--- Record set ---

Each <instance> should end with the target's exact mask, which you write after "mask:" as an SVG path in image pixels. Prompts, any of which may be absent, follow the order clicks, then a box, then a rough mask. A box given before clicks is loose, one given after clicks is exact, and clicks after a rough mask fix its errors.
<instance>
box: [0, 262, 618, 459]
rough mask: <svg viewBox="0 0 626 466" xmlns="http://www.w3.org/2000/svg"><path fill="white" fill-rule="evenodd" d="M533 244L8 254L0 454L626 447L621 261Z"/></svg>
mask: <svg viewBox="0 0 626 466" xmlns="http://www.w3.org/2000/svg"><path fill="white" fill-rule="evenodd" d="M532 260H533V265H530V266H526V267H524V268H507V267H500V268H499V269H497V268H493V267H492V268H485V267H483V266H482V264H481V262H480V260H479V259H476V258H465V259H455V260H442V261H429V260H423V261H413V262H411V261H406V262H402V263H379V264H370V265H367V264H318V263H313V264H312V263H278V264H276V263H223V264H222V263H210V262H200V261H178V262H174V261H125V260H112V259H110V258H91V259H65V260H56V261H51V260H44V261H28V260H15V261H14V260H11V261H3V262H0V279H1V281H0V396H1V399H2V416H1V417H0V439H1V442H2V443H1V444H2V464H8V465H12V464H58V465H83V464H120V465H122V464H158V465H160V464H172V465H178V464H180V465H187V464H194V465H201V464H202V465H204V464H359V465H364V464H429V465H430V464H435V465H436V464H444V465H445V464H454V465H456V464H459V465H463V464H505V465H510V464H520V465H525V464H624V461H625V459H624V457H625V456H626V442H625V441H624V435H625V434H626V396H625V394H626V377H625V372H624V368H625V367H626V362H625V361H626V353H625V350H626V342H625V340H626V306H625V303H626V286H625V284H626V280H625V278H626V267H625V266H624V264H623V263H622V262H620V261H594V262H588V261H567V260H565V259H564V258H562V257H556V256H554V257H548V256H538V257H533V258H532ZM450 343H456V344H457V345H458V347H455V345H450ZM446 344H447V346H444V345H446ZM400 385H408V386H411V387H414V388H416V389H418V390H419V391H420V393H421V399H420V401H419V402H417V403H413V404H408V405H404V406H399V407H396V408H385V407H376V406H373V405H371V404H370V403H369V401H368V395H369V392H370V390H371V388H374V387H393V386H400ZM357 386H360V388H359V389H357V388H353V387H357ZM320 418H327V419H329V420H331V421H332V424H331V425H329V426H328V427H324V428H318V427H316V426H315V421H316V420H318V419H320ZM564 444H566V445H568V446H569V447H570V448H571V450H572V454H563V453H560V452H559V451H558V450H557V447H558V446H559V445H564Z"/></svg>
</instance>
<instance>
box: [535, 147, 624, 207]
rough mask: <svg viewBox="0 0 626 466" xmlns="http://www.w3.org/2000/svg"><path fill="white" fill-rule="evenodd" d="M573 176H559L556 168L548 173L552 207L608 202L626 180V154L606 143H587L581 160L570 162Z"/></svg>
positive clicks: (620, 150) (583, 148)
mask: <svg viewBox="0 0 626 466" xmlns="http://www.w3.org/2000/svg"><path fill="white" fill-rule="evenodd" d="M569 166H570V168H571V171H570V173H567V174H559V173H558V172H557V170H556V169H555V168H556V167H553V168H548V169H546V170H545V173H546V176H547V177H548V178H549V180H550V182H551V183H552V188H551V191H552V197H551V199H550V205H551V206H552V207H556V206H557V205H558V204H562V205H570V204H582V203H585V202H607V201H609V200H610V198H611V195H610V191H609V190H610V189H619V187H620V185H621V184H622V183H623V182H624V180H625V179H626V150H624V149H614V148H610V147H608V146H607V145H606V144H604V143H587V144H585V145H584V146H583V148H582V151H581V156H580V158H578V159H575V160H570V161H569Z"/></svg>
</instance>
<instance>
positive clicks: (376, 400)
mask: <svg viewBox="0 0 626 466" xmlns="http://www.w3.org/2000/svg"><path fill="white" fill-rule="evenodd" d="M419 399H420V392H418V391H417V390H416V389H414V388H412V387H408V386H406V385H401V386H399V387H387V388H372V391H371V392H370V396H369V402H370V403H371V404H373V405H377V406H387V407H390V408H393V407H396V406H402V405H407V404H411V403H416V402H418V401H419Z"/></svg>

---

### Work request
Can you rewrite all of the records above so that every "rough mask" becomes "coarse mask" and nothing else changes?

### Written reply
Each <instance> should end with the target's exact mask, which you write after "mask:" as an SVG path in image pixels. Prompts, any of which may be absent, follow the order clicks, then a box, then a coarse mask. A box given before clicks is loose, one given after clicks is exact, and clicks after a coarse mask fix its errors.
<instance>
box: [0, 262, 618, 459]
coarse mask: <svg viewBox="0 0 626 466" xmlns="http://www.w3.org/2000/svg"><path fill="white" fill-rule="evenodd" d="M533 244L8 254L0 454L626 447L621 261Z"/></svg>
mask: <svg viewBox="0 0 626 466" xmlns="http://www.w3.org/2000/svg"><path fill="white" fill-rule="evenodd" d="M532 260H533V265H530V266H526V267H524V268H507V267H500V268H499V269H497V268H493V267H492V268H485V267H483V266H482V264H481V262H480V260H479V259H476V258H465V259H455V260H442V261H429V260H423V261H413V262H411V261H406V262H402V263H379V264H370V265H367V264H318V263H313V264H312V263H278V264H276V263H223V264H222V263H210V262H200V261H178V262H174V261H125V260H112V259H110V258H91V259H65V260H56V261H51V260H44V261H28V260H15V261H14V260H11V261H3V262H0V279H1V281H0V396H1V399H2V416H1V417H0V439H1V442H2V443H1V444H2V464H8V465H12V464H58V465H83V464H120V465H122V464H158V465H160V464H172V465H178V464H180V465H187V464H194V465H201V464H202V465H204V464H359V465H364V464H429V465H430V464H435V465H436V464H444V465H445V464H454V465H456V464H459V465H463V464H505V465H510V464H520V465H525V464H624V461H625V459H624V457H625V456H626V442H625V441H624V435H625V434H626V396H625V394H626V377H625V372H624V368H625V367H626V362H625V361H626V353H625V350H626V342H625V340H626V306H625V303H626V286H625V284H626V280H625V278H626V267H625V266H624V264H623V263H622V262H620V261H594V262H588V261H567V260H565V259H564V258H562V257H556V256H554V257H548V256H538V257H533V258H532ZM450 343H456V344H457V345H458V347H455V345H450ZM446 344H447V346H444V345H446ZM400 385H408V386H411V387H414V388H416V389H418V390H419V391H420V393H421V399H420V401H419V402H417V403H413V404H408V405H404V406H399V407H396V408H385V407H376V406H373V405H371V404H370V403H369V401H368V395H369V392H370V390H371V388H374V387H393V386H400ZM357 386H360V388H359V389H357V388H353V387H357ZM320 418H327V419H329V420H331V421H332V424H331V425H329V426H328V427H324V428H318V427H316V426H315V421H316V420H318V419H320ZM564 444H566V445H568V446H569V447H570V448H571V450H572V454H563V453H560V452H559V451H558V450H557V447H558V446H559V445H564Z"/></svg>
</instance>
<instance>
box: [535, 147, 624, 207]
coarse mask: <svg viewBox="0 0 626 466" xmlns="http://www.w3.org/2000/svg"><path fill="white" fill-rule="evenodd" d="M573 176H559L556 168L548 173L552 207L608 202L626 180V154L606 143H587L581 160L570 162Z"/></svg>
positive clicks: (620, 150) (583, 148)
mask: <svg viewBox="0 0 626 466" xmlns="http://www.w3.org/2000/svg"><path fill="white" fill-rule="evenodd" d="M569 166H570V168H571V171H570V173H567V174H559V173H558V172H557V170H556V169H555V168H556V167H553V168H548V169H546V170H545V173H546V176H547V177H548V178H549V180H550V182H551V183H552V188H551V191H552V197H551V199H550V205H551V206H552V207H556V206H557V205H558V204H562V205H570V204H582V203H585V202H607V201H609V200H610V198H611V195H610V191H609V190H610V189H619V187H620V185H621V184H622V183H623V182H624V180H625V179H626V150H624V149H614V148H610V147H608V146H607V145H606V144H604V143H587V144H585V145H584V146H583V148H582V151H581V156H580V158H578V159H575V160H570V161H569Z"/></svg>
</instance>
<instance>
positive clicks: (376, 400)
mask: <svg viewBox="0 0 626 466" xmlns="http://www.w3.org/2000/svg"><path fill="white" fill-rule="evenodd" d="M419 399H420V392H418V391H417V390H416V389H414V388H412V387H408V386H406V385H401V386H399V387H387V388H372V391H371V392H370V396H369V402H370V403H371V404H373V405H377V406H387V407H390V408H393V407H396V406H402V405H407V404H411V403H416V402H418V401H419Z"/></svg>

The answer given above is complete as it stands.